Please copy out the entries exactly, skipping any pictures.

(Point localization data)
------------
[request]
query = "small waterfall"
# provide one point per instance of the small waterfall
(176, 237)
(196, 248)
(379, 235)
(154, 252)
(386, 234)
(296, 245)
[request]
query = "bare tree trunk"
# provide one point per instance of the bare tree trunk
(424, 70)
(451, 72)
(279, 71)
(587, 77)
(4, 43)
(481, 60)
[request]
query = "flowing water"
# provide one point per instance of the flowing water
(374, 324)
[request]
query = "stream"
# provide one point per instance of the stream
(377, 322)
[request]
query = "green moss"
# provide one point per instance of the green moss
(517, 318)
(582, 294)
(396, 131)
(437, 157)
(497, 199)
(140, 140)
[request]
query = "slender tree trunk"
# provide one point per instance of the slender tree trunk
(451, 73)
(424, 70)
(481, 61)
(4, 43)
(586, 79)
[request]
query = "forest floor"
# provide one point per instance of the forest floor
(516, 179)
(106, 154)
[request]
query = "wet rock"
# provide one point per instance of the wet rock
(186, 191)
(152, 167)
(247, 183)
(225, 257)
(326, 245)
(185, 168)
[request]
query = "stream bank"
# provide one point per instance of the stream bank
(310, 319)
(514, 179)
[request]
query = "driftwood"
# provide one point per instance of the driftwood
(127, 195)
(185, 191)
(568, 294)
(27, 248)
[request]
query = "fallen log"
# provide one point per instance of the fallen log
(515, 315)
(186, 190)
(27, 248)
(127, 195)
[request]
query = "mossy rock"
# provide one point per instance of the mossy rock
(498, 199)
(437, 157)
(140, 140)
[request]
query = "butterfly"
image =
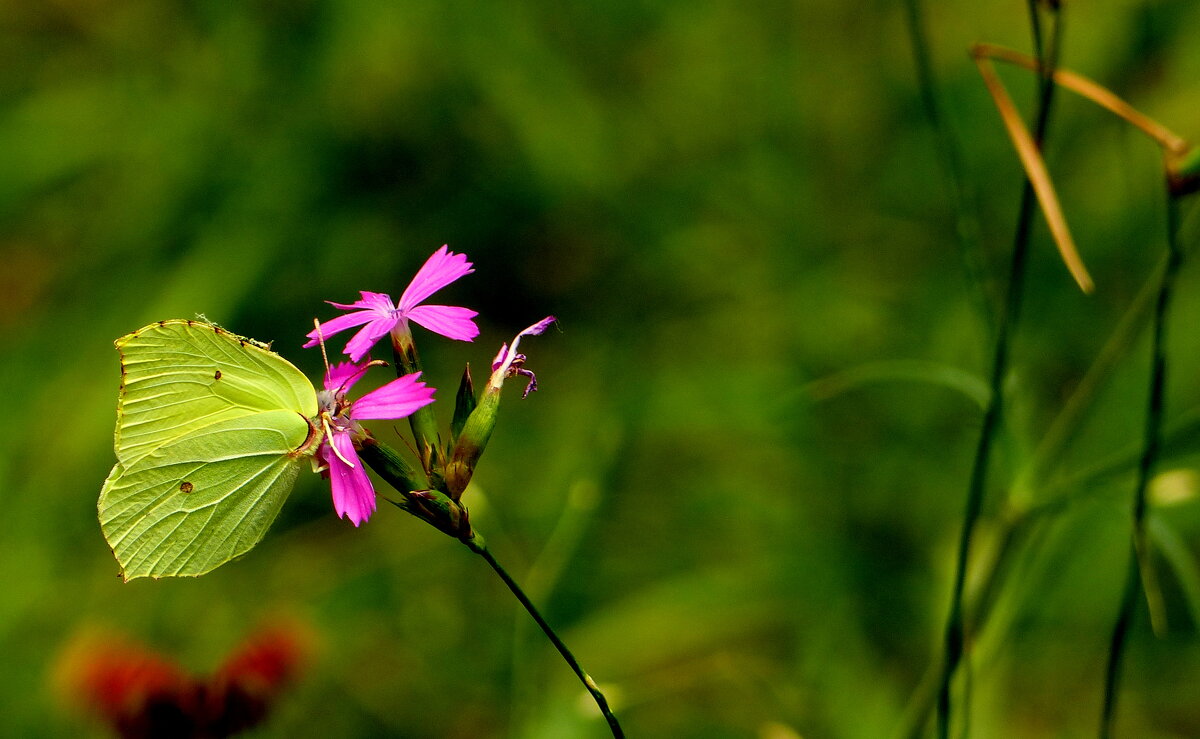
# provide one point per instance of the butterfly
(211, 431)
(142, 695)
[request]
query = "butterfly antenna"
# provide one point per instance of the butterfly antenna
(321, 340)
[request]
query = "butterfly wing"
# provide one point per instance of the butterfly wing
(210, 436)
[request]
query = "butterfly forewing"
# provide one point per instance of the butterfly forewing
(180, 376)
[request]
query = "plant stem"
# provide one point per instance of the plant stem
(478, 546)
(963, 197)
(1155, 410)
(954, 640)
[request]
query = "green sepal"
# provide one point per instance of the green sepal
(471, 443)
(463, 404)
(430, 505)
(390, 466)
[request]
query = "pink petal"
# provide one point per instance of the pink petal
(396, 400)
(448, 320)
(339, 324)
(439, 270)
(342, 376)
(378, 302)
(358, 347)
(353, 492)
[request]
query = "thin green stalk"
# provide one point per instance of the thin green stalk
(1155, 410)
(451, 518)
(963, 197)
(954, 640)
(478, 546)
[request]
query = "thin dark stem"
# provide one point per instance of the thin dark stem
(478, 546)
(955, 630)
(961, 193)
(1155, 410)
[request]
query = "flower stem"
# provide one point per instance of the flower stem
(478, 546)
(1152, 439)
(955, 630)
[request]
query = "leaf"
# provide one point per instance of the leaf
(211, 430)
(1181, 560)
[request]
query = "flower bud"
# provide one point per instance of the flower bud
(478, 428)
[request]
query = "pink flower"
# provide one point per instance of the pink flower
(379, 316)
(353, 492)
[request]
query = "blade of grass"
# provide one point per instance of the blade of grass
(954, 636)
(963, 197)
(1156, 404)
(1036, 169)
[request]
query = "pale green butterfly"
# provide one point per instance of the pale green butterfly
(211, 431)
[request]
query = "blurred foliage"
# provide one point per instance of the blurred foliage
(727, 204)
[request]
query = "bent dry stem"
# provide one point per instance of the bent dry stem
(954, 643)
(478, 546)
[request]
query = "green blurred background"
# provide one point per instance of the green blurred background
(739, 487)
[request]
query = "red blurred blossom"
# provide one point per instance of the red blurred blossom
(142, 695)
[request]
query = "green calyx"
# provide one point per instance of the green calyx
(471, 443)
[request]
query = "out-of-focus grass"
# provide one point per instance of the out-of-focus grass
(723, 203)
------------
**OUTPUT BELOW:**
[request]
query = "small waterfall"
# provide one point per instance of the small waterfall
(176, 237)
(196, 248)
(379, 235)
(154, 252)
(386, 234)
(296, 245)
[request]
query = "bare tree trunk"
# provide one point per instance of the bare tree trunk
(424, 70)
(451, 72)
(279, 71)
(587, 77)
(4, 43)
(481, 60)
[request]
query = "flowing water"
# provide one point per instance of the flowing water
(374, 324)
[request]
query = "stream"
# provide one point per instance of the stream
(377, 322)
[request]
query = "green moss"
# provide one point per instance of the green moss
(517, 318)
(582, 294)
(396, 131)
(437, 157)
(497, 199)
(140, 140)
[request]
query = "slender tree trunk"
# provide one point per instance of the slender tree trunk
(451, 73)
(424, 70)
(481, 61)
(4, 43)
(586, 79)
[request]
query = "forest floor"
# provide one point per instance of the forest floor
(516, 179)
(106, 154)
[request]
query = "wet rock"
# provide one point per instance of the wet rock
(186, 191)
(152, 167)
(247, 183)
(225, 257)
(326, 245)
(185, 168)
[request]
query = "stream bank"
# provide one point per instance of the stream bank
(310, 319)
(514, 179)
[request]
query = "driftwood"
# provide one point per instance of the driftwood
(127, 195)
(185, 191)
(568, 294)
(27, 248)
[request]
query = "fallen log"
# provide one point per instance of the fallen log
(515, 315)
(186, 190)
(27, 248)
(127, 195)
[request]
query = "mossy rock"
# provide one point per instance of the mossy rock
(498, 199)
(437, 157)
(140, 140)
[request]
query = "butterfly"
image =
# provide one point per instance of the butterfly
(211, 431)
(142, 695)
[request]
query = "butterfly antenna"
# provide one point per instance of the butterfly antenna
(321, 340)
[request]
query = "butterfly wing"
# provide one point per instance of the butterfly wing
(210, 436)
[request]
query = "butterfly forewing"
# provide one point per instance of the butterfly forewing
(180, 376)
[request]
query = "plant stem"
# provide one point per instance of the plant stem
(478, 546)
(963, 197)
(1155, 410)
(954, 640)
[request]
query = "green sepal"
# provide one point per instance of the green sepal
(471, 443)
(463, 404)
(430, 505)
(390, 466)
[request]
query = "pink petal"
# provide one point per instance of the pink petal
(396, 400)
(448, 320)
(339, 324)
(439, 270)
(342, 376)
(378, 302)
(358, 347)
(353, 492)
[request]
query = "thin green stalk"
# provide one point per instance of the thin green stalk
(1155, 410)
(451, 518)
(963, 197)
(954, 640)
(478, 546)
[request]
query = "thin dark stem"
# provide one point per instance of the thin dark stem
(478, 546)
(955, 630)
(961, 193)
(1155, 410)
[request]
query = "flower stem"
# provide one point per instance of the flower stem
(478, 546)
(1152, 439)
(955, 630)
[request]
query = "leaf"
# provide one point per instance of the leaf
(211, 430)
(1181, 560)
[request]
query = "flower bud"
# provide one point per instance of the flower bud
(478, 428)
[request]
query = "pink flower"
# provide one point per instance of the pink flower
(379, 316)
(353, 492)
[request]
query = "blade of grass"
# provide one point per instance of the blade of grass
(954, 636)
(963, 197)
(1156, 404)
(1036, 169)
[request]
query = "pale green butterfly"
# provide one point per instance of the pale green butterfly
(211, 431)
[request]
query = "blurred foliage"
# provide one point per instance of the blurred foliage
(727, 204)
[request]
query = "bent dry stem"
# provide one point per instance of the bent dry stem
(954, 643)
(478, 546)
[request]
query = "green blurred background"
# provide one point per instance of the green blurred background
(739, 487)
[request]
query = "red blurred blossom"
# provide one point per instance of the red blurred blossom
(142, 695)
[request]
query = "green calyx"
# provide one point per instance of the green calyx
(471, 443)
[request]
query = "out-of-focus grass"
# provide one point per instance of the out-of-focus grass
(723, 203)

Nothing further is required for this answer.